=== GIVEN INSTRUCTION ===
Please reproduce word for word the lines of the records from the line containing "Where can the rocky" through the end of the records, including that first line and the last one.

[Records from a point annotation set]
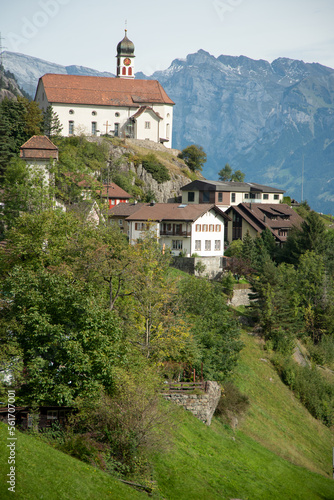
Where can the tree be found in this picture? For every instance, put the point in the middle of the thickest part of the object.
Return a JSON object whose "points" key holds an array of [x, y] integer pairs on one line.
{"points": [[19, 120], [194, 157], [69, 343], [225, 173], [25, 190], [51, 123]]}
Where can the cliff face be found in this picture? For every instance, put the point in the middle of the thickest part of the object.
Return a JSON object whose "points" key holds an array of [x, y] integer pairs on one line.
{"points": [[275, 122], [8, 86], [166, 192]]}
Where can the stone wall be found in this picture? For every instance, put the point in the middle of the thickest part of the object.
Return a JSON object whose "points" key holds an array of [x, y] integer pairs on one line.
{"points": [[202, 406]]}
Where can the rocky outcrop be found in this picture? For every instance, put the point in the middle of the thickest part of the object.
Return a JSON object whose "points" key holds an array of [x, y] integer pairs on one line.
{"points": [[273, 121]]}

=== ANSWER FOR THIS EXERCISE ===
Where can the rocky outcrop be found in this picture? For every instance, put the point in the middle of the thickest part of the object.
Return a JSON object whose "points" key holds an array of [x, y] integer pairs on one line.
{"points": [[273, 121]]}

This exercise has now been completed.